Text:
┌──

Benjamin Henry Paddock (February 29, 1828 – March 9, 1891) was the fifth Bishop of Massachusetts in the Episcopal Church.

Biography
Paddock was born on February 29, 1828, in Norwich, Connecticut, the son of the Reverend Seth Birdsey Paddock who was rector of Trinity Church in Norwich, and Emily Flagg. He studied at Trinity College and graduated in 1848. After graduation, he served as a teacher at the Episcopal Academy of Connecticut for one year. He then enrolled at the General Theological Seminary and graduated with a Bachelor of Divinity in 1852.

Paddock was ordained deacon on June 29, 1852 by Bishop Thomas Church Brownell of Connecticut in Christ Church, Stamford, Connecticut, and priest on September 27, 1853 by John Williams in Trinity Church, Norwich, Connecticut. Initially he served as assistant minister at the Church of the Epiphany in New York City. In 1853 he became rector of St Luke’s Church in Portland, Maine, however after three months resigned and returned to Norwich, Connecticut, to serve as rector of Trinity Church. In 1860 he became rector of Christ Church Detroit, and in 1869 became rector of Grace Church in Brooklyn, New York City.

└──

Objective:
Transcribe the biography of Benjamin Henry Paddock above word for word, in full.

Extracted material:
┌──

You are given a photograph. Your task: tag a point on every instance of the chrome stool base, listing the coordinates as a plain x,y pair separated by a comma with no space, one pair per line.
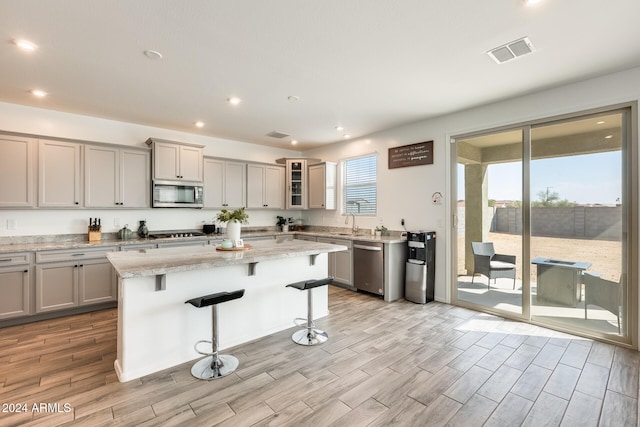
309,337
206,369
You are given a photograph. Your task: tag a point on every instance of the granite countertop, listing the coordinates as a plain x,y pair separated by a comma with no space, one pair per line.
78,241
151,262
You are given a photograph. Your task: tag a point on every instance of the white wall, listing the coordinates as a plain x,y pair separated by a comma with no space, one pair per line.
406,192
42,122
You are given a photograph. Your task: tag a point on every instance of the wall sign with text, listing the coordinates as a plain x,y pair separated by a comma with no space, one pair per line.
411,155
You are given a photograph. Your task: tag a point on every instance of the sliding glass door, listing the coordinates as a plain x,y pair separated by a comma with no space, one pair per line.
542,218
578,198
489,212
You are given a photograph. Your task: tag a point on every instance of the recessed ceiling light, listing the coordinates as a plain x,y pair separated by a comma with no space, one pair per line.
26,45
152,54
39,93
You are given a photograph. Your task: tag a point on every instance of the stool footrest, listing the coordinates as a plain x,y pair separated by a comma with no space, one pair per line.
209,353
310,284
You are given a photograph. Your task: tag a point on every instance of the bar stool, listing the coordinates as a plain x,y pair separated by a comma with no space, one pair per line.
309,335
215,365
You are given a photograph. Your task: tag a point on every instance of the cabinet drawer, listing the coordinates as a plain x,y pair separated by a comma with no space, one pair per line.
15,258
347,243
73,254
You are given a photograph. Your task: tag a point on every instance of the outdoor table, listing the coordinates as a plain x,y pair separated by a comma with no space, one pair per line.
560,281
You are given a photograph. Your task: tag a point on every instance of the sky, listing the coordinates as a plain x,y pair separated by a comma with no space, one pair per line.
583,179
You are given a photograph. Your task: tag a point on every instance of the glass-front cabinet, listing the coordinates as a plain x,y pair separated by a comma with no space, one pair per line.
297,177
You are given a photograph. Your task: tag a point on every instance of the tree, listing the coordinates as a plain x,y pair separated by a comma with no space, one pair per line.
551,199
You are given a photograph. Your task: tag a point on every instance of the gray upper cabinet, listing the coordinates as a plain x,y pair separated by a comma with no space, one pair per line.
322,186
265,186
224,183
16,171
59,174
116,177
175,161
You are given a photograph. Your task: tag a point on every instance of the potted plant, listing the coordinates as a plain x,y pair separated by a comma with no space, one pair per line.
234,220
381,230
284,222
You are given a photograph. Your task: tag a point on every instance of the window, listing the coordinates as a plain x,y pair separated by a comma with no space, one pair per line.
359,188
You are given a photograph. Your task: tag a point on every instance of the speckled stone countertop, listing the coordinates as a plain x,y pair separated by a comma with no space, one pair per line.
150,262
79,241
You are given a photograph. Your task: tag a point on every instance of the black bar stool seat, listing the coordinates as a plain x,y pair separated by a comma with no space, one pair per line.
215,365
310,335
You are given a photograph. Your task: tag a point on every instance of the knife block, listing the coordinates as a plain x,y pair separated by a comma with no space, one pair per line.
95,236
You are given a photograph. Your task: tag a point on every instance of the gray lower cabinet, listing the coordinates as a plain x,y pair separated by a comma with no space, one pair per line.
15,285
340,263
71,278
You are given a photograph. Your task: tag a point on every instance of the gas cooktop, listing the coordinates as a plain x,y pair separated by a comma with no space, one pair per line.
174,234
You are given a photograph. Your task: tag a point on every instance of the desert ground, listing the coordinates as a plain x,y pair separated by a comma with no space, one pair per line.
605,256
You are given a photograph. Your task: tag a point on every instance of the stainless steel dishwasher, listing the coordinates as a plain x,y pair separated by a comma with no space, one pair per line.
368,266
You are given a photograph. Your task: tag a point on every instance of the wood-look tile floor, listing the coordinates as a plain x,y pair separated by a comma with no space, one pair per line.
400,363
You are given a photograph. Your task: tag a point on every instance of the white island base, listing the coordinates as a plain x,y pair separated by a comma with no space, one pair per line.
157,330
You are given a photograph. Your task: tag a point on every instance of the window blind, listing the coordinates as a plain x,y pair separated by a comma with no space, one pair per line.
359,190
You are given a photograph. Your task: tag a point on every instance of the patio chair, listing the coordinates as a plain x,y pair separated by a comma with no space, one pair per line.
495,266
603,293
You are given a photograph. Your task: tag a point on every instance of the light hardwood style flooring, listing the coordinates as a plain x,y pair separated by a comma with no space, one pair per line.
384,364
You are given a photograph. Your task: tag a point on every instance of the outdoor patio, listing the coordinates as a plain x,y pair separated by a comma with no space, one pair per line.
502,296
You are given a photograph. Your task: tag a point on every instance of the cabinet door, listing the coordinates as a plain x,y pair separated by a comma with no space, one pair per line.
14,291
56,286
96,282
316,186
255,186
235,187
166,158
190,165
16,171
274,187
213,183
296,184
135,178
59,174
101,176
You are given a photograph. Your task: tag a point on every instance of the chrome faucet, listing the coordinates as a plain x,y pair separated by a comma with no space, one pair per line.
354,227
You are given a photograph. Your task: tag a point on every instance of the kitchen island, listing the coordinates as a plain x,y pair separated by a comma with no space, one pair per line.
156,330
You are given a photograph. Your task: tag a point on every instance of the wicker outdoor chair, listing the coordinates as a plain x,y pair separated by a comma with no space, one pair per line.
495,266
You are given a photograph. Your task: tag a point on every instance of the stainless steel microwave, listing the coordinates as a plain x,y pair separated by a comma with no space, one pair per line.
173,194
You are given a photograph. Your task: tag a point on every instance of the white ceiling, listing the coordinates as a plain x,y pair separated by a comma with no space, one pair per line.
366,65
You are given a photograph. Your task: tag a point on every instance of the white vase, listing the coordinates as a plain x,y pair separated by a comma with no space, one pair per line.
233,230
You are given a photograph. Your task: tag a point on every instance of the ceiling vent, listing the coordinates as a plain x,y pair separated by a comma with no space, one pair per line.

└──

Answer to the exercise:
Benjamin Henry Paddock (February 29, 1828 – March 9, 1891) was the fifth Bishop of Massachusetts in the Episcopal Church.

Biography
Paddock was born on February 29, 1828, in Norwich, Connecticut, the son of the Reverend Seth Birdsey Paddock who was rector of Trinity Church in Norwich, and Emily Flagg. He studied at Trinity College and graduated in 1848. After graduation, he served as a teacher at the Episcopal Academy of Connecticut for one year. He then enrolled at the General Theological Seminary and graduated with a Bachelor of Divinity in 1852.

Paddock was ordained deacon on June 29, 1852 by Bishop Thomas Church Brownell of Connecticut in Christ Church, Stamford, Connecticut, and priest on September 27, 1853 by John Williams in Trinity Church, Norwich, Connecticut. Initially he served as assistant minister at the Church of the Epiphany in New York City. In 1853 he became rector of St Luke’s Church in Portland, Maine, however after three months resigned and returned to Norwich, Connecticut, to serve as rector of Trinity Church. In 1860 he became rector of Christ Church Detroit, and in 1869 became rector of Grace Church in Brooklyn, New York City.